--- DATA Enclosed Below ---
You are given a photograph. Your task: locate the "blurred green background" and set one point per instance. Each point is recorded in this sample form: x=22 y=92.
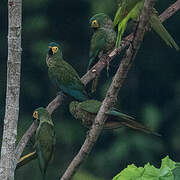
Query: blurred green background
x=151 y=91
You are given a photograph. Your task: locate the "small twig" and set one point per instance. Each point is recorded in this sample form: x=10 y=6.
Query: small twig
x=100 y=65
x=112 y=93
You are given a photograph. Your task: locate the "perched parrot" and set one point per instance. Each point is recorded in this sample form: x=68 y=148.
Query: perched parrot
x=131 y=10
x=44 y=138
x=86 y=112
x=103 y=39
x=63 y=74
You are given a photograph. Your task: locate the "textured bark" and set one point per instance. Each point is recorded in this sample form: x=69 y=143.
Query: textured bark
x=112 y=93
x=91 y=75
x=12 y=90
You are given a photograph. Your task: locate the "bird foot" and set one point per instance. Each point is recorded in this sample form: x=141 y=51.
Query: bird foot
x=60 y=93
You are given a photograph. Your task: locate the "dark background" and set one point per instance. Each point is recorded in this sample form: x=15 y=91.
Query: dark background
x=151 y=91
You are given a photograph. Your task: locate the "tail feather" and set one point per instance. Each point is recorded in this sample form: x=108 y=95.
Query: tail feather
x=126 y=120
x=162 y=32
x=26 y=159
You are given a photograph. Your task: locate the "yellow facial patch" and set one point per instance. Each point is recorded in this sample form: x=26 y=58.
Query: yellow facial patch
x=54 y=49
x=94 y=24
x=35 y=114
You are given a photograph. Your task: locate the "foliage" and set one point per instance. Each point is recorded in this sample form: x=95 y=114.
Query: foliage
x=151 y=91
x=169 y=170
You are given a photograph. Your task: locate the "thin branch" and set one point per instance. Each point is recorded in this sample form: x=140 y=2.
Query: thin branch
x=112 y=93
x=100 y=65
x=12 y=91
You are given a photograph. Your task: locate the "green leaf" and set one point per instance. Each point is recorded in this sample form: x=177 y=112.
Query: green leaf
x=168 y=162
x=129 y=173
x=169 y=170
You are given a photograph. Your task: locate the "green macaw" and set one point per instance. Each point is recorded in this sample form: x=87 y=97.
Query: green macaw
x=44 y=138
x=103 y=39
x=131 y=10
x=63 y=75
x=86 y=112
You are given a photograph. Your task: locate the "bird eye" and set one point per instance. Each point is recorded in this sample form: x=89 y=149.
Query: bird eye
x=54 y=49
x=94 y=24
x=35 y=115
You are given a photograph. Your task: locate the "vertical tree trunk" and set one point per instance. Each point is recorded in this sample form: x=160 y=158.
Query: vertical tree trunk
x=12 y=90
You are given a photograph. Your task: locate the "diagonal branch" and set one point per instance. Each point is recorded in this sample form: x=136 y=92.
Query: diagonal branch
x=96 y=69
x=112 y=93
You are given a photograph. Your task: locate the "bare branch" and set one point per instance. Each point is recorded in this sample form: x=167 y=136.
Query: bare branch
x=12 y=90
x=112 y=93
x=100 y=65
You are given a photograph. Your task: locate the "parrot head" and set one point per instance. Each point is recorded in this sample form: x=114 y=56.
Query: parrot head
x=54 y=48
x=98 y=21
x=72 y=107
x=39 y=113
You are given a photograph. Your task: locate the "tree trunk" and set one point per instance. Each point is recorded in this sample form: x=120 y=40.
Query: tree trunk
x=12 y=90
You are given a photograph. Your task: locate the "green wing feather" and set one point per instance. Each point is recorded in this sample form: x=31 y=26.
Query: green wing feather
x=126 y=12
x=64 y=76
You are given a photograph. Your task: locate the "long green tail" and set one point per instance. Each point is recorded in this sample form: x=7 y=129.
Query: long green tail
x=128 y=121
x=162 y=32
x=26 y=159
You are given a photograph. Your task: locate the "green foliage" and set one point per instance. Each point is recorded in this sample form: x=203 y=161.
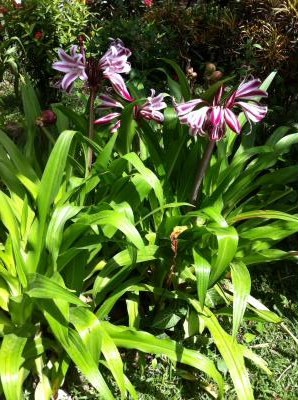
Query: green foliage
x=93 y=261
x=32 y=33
--- End of Enclosed DATA ---
--- DATA Enclosed Below ---
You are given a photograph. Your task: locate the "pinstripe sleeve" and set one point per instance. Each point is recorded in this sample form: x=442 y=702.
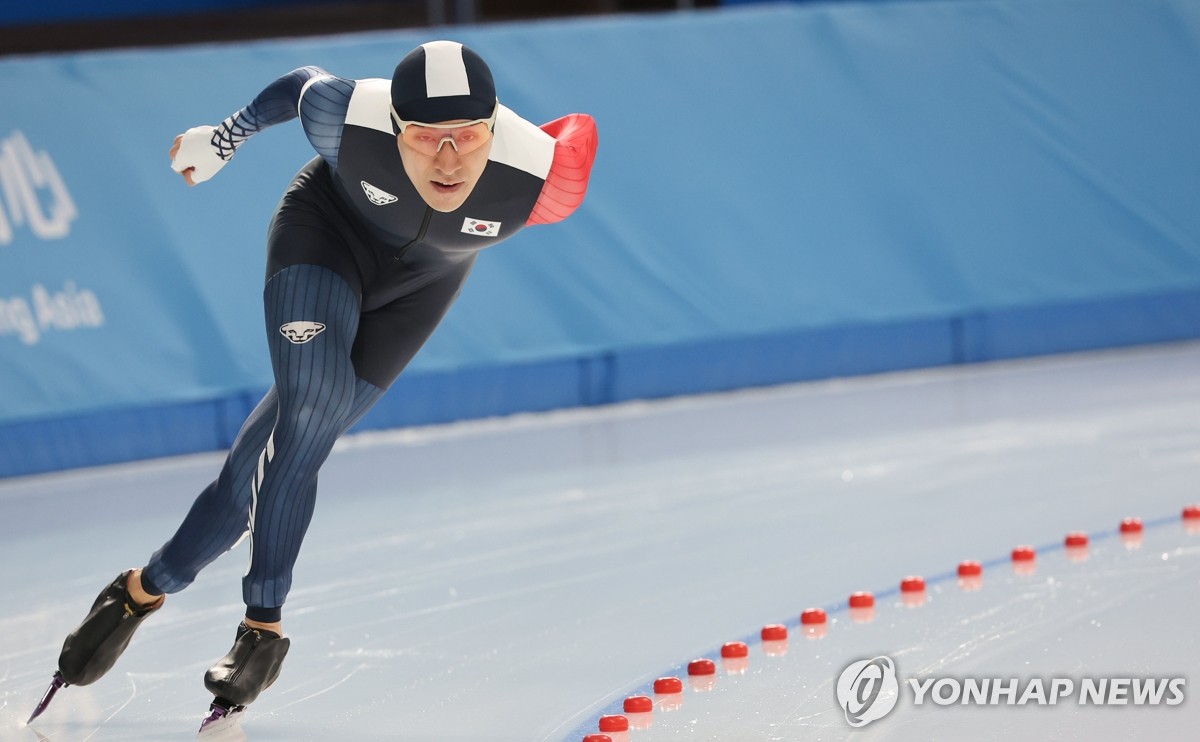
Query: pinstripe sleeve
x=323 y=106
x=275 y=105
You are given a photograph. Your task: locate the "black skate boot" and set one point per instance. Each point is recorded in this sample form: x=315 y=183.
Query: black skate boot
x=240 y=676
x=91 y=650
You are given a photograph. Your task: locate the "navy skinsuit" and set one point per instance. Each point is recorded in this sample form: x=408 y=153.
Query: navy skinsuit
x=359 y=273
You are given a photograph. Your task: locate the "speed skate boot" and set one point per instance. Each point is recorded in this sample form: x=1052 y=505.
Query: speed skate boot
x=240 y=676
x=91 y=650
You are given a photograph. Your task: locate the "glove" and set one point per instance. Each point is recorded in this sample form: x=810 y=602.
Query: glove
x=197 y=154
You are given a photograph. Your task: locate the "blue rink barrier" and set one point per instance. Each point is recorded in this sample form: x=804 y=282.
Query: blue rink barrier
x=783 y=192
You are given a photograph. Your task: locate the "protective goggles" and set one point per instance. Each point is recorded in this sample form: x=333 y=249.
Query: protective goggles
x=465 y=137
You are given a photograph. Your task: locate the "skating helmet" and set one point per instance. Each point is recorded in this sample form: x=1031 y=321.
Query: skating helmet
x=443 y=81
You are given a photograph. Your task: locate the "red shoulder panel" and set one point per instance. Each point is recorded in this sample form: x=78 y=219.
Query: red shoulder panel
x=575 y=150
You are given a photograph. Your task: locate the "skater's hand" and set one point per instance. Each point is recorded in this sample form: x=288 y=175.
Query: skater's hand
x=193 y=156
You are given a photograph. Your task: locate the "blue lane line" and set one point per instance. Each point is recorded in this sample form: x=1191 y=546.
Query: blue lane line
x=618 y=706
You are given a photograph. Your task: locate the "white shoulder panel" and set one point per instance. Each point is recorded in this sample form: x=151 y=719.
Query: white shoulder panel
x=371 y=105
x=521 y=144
--- End of Enclosed DATA ---
--- DATA Enclosed Below ---
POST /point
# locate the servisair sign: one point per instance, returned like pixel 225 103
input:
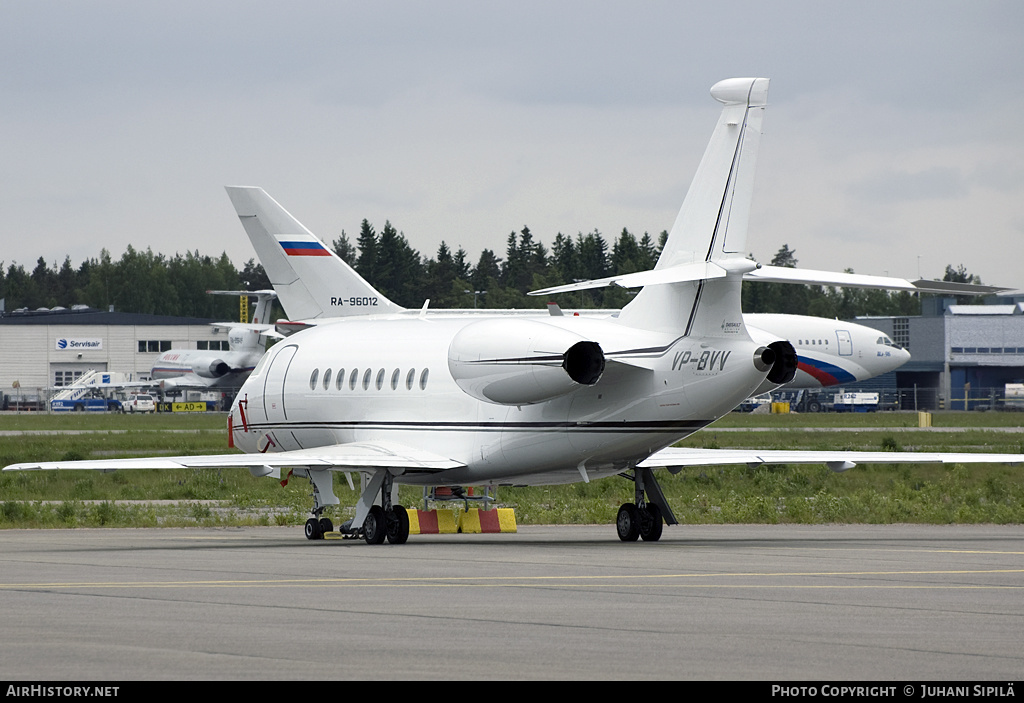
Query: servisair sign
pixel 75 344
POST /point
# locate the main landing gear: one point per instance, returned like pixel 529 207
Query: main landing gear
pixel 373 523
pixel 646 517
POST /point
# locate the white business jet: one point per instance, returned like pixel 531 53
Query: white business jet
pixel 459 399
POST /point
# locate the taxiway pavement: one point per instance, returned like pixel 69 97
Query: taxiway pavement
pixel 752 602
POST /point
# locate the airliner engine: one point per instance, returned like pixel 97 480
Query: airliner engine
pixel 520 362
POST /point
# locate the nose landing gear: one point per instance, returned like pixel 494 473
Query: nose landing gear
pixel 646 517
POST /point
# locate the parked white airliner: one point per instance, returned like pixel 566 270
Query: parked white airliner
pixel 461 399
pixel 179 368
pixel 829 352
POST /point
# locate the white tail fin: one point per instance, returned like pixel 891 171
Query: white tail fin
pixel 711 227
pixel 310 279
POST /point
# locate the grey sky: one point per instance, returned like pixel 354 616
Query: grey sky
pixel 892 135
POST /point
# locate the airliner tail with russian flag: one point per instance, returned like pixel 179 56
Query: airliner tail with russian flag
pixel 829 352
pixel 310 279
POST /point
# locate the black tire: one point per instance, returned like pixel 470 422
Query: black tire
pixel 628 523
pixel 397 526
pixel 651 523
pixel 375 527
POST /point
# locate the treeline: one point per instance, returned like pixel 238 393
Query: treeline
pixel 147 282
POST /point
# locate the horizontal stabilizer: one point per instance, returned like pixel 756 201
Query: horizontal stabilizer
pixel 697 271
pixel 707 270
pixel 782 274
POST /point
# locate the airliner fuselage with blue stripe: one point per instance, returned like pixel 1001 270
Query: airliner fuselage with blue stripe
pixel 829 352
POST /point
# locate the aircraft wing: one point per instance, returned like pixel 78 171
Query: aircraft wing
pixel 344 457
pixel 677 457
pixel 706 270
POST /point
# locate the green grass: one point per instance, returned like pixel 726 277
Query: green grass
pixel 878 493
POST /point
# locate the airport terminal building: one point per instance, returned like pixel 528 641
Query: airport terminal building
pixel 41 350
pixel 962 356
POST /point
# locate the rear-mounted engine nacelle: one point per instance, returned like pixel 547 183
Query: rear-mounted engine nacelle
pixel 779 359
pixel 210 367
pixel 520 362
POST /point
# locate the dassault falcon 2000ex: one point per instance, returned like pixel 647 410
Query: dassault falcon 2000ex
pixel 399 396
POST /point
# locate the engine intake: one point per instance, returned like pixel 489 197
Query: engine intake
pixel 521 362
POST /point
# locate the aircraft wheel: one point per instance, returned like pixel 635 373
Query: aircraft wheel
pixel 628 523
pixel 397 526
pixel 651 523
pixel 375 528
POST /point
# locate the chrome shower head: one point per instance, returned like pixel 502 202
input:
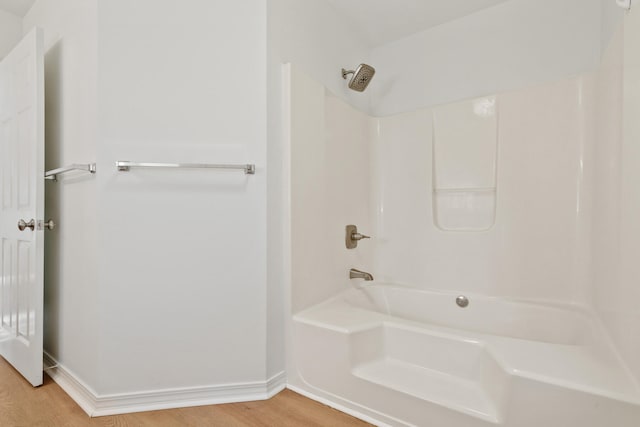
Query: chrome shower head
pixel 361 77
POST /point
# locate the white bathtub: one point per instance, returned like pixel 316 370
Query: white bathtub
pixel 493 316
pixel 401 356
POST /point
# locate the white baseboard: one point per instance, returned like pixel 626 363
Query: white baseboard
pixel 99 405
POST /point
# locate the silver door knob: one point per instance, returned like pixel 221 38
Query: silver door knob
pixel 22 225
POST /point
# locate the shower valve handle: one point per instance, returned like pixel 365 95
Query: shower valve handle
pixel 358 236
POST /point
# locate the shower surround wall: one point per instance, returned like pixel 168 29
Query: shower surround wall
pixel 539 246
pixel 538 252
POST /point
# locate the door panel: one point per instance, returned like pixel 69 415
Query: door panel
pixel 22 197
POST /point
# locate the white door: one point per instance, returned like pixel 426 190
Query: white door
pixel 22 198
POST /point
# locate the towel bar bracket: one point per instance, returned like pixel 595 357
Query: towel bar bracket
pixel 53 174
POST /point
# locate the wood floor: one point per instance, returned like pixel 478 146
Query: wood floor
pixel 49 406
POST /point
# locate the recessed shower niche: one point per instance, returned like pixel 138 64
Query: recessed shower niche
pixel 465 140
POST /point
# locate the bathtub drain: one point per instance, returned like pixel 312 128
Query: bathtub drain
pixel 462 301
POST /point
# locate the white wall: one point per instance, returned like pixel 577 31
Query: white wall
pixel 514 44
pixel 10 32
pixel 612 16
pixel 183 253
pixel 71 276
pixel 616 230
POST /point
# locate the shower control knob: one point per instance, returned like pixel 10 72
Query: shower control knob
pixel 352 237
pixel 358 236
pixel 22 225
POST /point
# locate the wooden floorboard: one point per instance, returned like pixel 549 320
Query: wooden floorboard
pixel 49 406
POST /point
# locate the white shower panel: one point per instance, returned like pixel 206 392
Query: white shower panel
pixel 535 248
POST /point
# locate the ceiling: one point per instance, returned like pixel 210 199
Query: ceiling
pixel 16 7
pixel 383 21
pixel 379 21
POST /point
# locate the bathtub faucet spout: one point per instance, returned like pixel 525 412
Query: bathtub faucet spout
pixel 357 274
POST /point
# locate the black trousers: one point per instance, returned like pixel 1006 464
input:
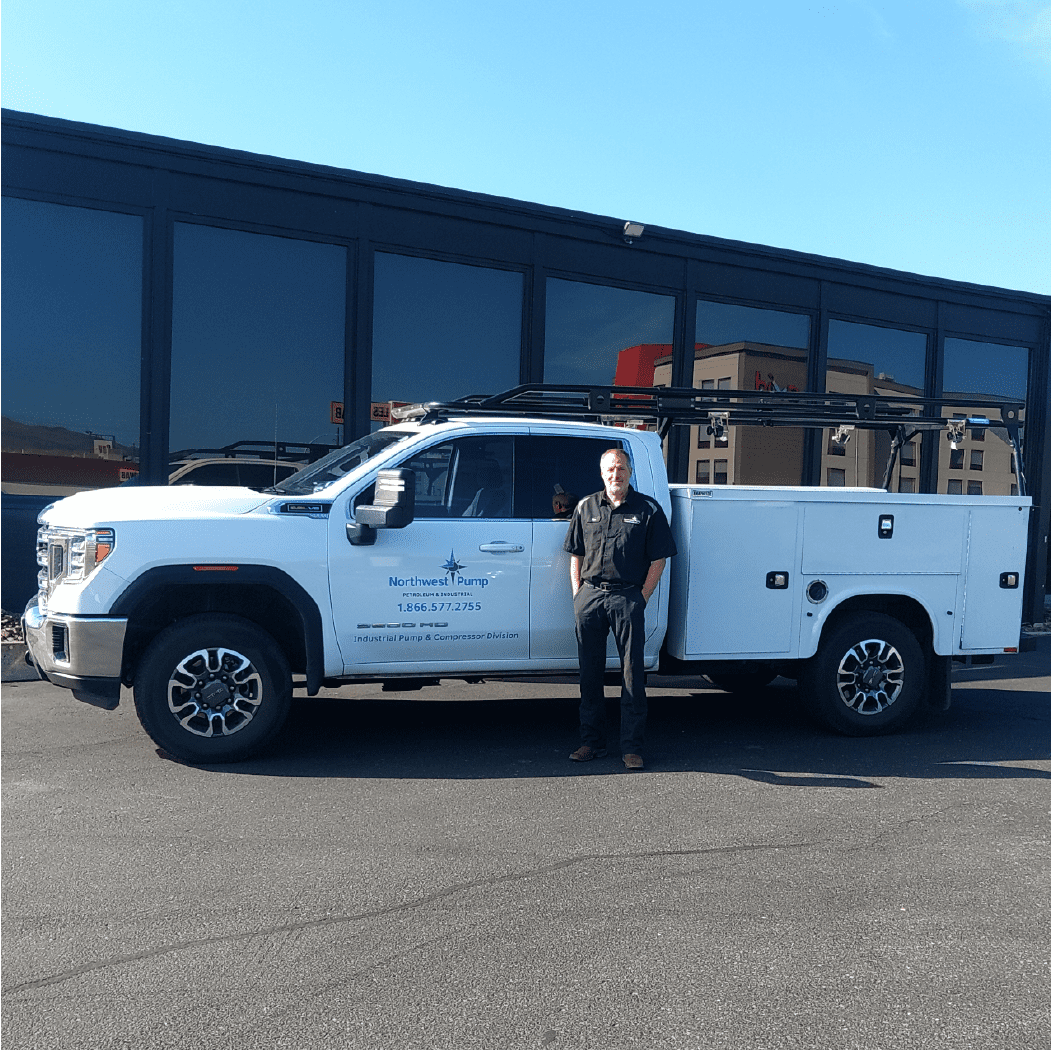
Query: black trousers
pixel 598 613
--- End of Enclosed DATA ---
PROBLEM TO SOLVE: Each line above from the one containing "form: x=22 y=92." through the one containing "form: x=68 y=148." is to be returned verbatim. Nothing else, and no pictures.

RESULT OF THE TASK:
You are given a photograph. Your task: locate the "blurred green background" and set one point per instance. Each point is recorded in this sample form: x=22 y=92.
Query: blurred green background
x=151 y=91
You are given a photograph. Your task: locate the "small twig" and set one point per instance. Each point is recorded in this sample form: x=10 y=6.
Query: small twig
x=100 y=65
x=112 y=93
You are given a photograph. Your task: locate the "perched parrot" and set one point per instance. Each point is recorded in this sample form: x=68 y=148.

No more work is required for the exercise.